→ **Records provided**
<<<<

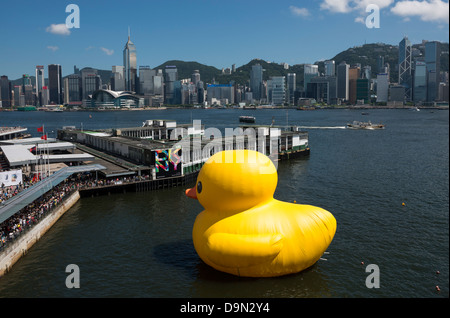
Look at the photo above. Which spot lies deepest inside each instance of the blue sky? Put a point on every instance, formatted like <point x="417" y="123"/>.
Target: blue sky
<point x="216" y="33"/>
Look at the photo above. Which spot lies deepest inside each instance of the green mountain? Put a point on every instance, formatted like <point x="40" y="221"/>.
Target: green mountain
<point x="365" y="55"/>
<point x="185" y="69"/>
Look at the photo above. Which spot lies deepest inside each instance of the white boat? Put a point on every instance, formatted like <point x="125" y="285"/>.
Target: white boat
<point x="364" y="125"/>
<point x="247" y="119"/>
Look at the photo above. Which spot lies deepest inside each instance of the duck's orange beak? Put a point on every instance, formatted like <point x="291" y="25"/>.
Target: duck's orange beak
<point x="192" y="193"/>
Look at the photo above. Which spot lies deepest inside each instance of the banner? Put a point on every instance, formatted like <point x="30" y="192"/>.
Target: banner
<point x="168" y="163"/>
<point x="9" y="178"/>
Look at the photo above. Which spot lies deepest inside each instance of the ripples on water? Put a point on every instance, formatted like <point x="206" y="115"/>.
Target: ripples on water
<point x="139" y="244"/>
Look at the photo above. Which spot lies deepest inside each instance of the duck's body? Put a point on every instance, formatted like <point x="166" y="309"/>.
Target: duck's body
<point x="272" y="239"/>
<point x="269" y="238"/>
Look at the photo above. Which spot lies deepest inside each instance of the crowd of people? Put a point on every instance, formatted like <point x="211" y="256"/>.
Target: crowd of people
<point x="34" y="212"/>
<point x="7" y="192"/>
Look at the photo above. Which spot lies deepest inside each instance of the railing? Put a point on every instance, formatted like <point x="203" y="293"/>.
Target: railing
<point x="8" y="244"/>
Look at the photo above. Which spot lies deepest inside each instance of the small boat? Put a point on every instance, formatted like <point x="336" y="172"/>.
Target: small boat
<point x="364" y="125"/>
<point x="247" y="119"/>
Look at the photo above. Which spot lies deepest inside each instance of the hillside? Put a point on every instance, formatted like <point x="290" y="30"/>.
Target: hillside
<point x="365" y="55"/>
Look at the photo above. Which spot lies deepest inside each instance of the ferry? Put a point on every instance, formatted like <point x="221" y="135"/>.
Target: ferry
<point x="364" y="125"/>
<point x="247" y="119"/>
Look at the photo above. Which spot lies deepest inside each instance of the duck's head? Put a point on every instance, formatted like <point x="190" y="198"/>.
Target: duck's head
<point x="233" y="181"/>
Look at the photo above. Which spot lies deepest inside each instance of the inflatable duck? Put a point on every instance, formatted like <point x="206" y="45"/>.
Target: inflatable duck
<point x="243" y="230"/>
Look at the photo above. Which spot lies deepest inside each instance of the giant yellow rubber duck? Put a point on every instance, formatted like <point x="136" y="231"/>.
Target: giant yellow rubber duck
<point x="243" y="230"/>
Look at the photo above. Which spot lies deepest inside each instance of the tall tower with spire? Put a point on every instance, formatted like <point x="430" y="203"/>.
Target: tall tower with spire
<point x="130" y="65"/>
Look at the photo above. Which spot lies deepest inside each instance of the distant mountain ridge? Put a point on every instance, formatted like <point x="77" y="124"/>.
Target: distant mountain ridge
<point x="365" y="55"/>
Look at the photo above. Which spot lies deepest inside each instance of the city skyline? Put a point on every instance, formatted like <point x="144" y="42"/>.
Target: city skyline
<point x="211" y="33"/>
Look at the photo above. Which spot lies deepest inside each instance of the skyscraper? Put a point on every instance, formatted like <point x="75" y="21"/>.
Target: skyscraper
<point x="74" y="88"/>
<point x="169" y="89"/>
<point x="353" y="75"/>
<point x="432" y="60"/>
<point x="291" y="86"/>
<point x="278" y="90"/>
<point x="256" y="81"/>
<point x="5" y="91"/>
<point x="330" y="68"/>
<point x="90" y="82"/>
<point x="342" y="81"/>
<point x="309" y="71"/>
<point x="146" y="75"/>
<point x="55" y="83"/>
<point x="404" y="67"/>
<point x="129" y="62"/>
<point x="118" y="78"/>
<point x="382" y="87"/>
<point x="39" y="84"/>
<point x="420" y="82"/>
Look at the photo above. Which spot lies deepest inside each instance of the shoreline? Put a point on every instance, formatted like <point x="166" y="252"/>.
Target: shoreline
<point x="309" y="108"/>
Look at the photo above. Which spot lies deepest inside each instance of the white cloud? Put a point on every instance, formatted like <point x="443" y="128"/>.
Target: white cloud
<point x="60" y="29"/>
<point x="345" y="6"/>
<point x="107" y="51"/>
<point x="362" y="4"/>
<point x="339" y="6"/>
<point x="433" y="10"/>
<point x="299" y="11"/>
<point x="52" y="48"/>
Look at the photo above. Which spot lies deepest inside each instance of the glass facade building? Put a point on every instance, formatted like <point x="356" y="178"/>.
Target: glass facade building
<point x="432" y="60"/>
<point x="256" y="78"/>
<point x="278" y="90"/>
<point x="420" y="82"/>
<point x="130" y="65"/>
<point x="405" y="67"/>
<point x="55" y="84"/>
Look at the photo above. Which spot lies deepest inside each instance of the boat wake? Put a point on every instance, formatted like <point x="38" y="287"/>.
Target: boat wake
<point x="322" y="127"/>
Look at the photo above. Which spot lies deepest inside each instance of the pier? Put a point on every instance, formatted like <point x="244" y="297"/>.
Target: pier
<point x="159" y="155"/>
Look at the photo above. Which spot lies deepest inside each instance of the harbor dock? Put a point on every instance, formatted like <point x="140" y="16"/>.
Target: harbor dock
<point x="159" y="155"/>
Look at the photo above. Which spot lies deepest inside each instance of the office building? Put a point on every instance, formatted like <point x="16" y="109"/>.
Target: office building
<point x="256" y="77"/>
<point x="330" y="68"/>
<point x="420" y="82"/>
<point x="130" y="66"/>
<point x="74" y="88"/>
<point x="195" y="77"/>
<point x="55" y="84"/>
<point x="171" y="76"/>
<point x="220" y="93"/>
<point x="146" y="75"/>
<point x="323" y="89"/>
<point x="291" y="87"/>
<point x="118" y="78"/>
<point x="432" y="60"/>
<point x="397" y="94"/>
<point x="382" y="88"/>
<point x="405" y="67"/>
<point x="19" y="98"/>
<point x="353" y="76"/>
<point x="278" y="91"/>
<point x="363" y="90"/>
<point x="5" y="92"/>
<point x="90" y="82"/>
<point x="342" y="81"/>
<point x="309" y="71"/>
<point x="380" y="65"/>
<point x="158" y="83"/>
<point x="40" y="82"/>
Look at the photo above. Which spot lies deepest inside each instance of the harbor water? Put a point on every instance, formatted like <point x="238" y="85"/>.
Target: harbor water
<point x="388" y="190"/>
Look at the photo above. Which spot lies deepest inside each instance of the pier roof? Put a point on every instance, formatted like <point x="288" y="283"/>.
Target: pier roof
<point x="13" y="205"/>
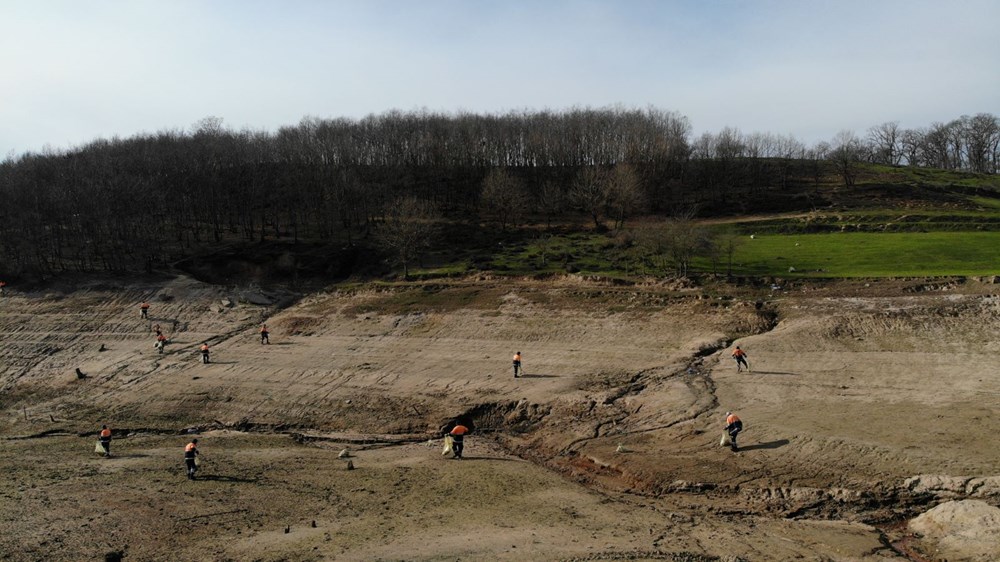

>>>>

→ **Exercise**
Count the lines in the listing that contain the word "glass" and give only that number.

→ **Correct output**
2